Among the records below, which lines contain the string "negative"? Report them.

Items listed in a dataset:
────
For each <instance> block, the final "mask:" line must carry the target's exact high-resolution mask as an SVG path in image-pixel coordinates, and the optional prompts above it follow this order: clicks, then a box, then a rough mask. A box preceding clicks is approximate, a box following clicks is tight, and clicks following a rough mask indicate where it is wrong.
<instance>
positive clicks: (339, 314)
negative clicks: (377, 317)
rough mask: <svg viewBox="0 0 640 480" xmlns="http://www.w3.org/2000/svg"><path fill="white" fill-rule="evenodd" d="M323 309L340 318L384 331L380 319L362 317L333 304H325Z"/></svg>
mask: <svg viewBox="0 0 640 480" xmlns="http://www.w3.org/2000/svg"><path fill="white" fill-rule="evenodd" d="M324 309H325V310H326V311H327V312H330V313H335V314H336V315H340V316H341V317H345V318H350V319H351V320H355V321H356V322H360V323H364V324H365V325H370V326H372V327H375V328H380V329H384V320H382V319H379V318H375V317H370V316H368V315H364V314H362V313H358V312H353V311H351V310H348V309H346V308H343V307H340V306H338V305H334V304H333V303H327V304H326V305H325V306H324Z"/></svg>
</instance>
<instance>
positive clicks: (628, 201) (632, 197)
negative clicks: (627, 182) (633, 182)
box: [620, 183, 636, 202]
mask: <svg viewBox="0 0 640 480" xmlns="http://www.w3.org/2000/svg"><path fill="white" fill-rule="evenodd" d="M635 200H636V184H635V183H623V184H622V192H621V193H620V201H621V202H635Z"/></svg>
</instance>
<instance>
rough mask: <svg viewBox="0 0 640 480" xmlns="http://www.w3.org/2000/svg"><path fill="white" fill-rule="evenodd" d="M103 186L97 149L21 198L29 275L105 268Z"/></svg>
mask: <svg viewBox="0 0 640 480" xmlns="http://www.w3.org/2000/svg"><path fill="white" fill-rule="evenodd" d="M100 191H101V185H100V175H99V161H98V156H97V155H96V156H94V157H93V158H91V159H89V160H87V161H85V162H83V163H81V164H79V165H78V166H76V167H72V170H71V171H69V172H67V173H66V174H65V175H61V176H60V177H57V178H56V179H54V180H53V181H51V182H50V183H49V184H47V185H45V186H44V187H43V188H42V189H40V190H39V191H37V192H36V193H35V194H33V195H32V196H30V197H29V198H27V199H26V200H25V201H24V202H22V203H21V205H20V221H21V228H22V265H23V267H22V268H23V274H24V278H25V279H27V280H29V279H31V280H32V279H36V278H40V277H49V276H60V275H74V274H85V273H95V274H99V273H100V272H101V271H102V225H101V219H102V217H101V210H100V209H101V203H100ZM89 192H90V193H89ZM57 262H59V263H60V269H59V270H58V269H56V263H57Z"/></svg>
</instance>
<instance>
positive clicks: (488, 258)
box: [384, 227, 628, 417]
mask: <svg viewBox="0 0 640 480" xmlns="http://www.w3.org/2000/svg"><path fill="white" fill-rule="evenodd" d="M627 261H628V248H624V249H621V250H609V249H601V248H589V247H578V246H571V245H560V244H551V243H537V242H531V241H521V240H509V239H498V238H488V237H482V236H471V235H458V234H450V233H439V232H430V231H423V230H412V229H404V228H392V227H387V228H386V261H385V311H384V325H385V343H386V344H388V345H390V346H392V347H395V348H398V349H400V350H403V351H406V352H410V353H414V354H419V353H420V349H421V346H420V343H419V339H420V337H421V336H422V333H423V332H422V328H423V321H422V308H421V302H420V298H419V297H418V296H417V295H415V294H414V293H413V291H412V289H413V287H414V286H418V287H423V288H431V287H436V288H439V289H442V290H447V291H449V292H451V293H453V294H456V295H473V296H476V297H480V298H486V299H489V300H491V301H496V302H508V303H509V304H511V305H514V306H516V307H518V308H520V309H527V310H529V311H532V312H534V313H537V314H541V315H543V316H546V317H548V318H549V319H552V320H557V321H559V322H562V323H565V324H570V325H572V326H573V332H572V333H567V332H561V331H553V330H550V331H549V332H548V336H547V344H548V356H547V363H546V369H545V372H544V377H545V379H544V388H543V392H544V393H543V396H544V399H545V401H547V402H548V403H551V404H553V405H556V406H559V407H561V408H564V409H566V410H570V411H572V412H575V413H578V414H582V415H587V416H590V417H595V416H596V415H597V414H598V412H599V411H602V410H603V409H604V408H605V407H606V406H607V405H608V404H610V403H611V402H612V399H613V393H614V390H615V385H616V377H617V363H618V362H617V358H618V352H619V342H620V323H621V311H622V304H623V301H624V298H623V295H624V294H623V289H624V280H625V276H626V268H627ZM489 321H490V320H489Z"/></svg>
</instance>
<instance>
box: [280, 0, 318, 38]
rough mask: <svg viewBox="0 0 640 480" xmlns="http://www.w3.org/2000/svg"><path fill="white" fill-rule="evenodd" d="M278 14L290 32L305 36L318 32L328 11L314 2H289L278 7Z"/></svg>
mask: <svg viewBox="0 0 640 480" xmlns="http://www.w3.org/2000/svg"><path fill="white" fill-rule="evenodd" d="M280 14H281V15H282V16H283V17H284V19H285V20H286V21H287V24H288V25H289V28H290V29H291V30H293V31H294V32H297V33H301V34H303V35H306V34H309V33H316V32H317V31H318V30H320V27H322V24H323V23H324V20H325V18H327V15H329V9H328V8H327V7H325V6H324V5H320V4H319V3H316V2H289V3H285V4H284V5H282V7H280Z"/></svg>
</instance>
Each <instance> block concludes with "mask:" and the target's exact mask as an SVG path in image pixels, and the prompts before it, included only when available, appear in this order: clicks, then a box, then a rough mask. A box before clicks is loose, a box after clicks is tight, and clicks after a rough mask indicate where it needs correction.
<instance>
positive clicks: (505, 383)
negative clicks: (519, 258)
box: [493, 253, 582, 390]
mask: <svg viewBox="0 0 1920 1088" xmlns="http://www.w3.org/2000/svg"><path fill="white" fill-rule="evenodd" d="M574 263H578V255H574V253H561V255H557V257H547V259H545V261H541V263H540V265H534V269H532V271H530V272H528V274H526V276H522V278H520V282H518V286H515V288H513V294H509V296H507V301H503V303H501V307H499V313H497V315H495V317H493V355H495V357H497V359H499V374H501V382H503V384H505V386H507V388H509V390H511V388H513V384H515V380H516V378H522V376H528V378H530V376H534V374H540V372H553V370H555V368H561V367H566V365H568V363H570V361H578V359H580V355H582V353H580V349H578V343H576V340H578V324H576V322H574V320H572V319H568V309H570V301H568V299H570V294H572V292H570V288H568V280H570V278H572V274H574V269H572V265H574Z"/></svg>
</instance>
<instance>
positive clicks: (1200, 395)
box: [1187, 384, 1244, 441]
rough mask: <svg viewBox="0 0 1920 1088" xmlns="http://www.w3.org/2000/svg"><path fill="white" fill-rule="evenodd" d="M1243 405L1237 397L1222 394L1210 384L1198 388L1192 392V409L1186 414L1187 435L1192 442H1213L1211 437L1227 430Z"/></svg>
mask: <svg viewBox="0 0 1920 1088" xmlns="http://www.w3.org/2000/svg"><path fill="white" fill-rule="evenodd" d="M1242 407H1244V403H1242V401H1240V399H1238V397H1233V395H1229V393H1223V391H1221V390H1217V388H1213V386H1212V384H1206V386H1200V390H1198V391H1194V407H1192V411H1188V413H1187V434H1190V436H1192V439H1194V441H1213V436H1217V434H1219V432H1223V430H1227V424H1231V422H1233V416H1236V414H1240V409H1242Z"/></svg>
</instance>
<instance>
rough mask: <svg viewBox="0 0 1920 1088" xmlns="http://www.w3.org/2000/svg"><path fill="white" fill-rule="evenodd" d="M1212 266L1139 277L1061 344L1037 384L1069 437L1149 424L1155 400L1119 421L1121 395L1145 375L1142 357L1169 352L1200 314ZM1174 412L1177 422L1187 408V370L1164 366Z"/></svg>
────
- [EXERCISE SOLUTION]
negative clicks: (377, 317)
negative clicks: (627, 182) (633, 182)
negative clicks: (519, 258)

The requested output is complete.